-- start of Data in this exercise --
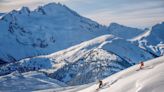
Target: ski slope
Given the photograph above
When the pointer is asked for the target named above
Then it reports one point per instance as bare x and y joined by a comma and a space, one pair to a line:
149, 79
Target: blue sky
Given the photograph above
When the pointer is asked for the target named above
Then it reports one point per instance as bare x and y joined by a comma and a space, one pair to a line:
135, 13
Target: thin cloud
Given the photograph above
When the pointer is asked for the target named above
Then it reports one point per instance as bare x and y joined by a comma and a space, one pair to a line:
129, 12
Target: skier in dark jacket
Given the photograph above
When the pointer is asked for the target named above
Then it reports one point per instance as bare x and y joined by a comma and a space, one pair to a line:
100, 83
141, 65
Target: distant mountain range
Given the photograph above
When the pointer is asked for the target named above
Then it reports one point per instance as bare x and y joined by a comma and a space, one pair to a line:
76, 49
-- end of Data in this exercise --
Return the whole listing above verbatim, leaving out the picture.

Target: ski slope
Given the photograph above
When the pointer is asked for the target named above
Then it reports one point per instance as bare x and y joined by a comma and a space, one pair to a line:
149, 79
Target: blue sky
Given the photograph above
When the pointer is asked for the target named above
Then it reports one point per instance as bare x and y joined by a comma and a space, one pair to a line:
135, 13
Target: thin cloud
Given the photograph above
When the pointer is asked for the target named above
Then it reports one point per instance as bare x and y joined by a comma and a space, one pair to a line:
129, 12
Target: skier in dark jacket
Given the photograph above
When the pointer is asked for the target named above
Then it reports one point per instance as bare x and y joined by a comma and a space, one pair to a line:
100, 83
141, 65
Target: distant mountain range
Given the photograph above
When the pointer is asked for the target named above
Then it reports one point per instance as bare x and y joined by a comma and a space, one pair to a line:
76, 49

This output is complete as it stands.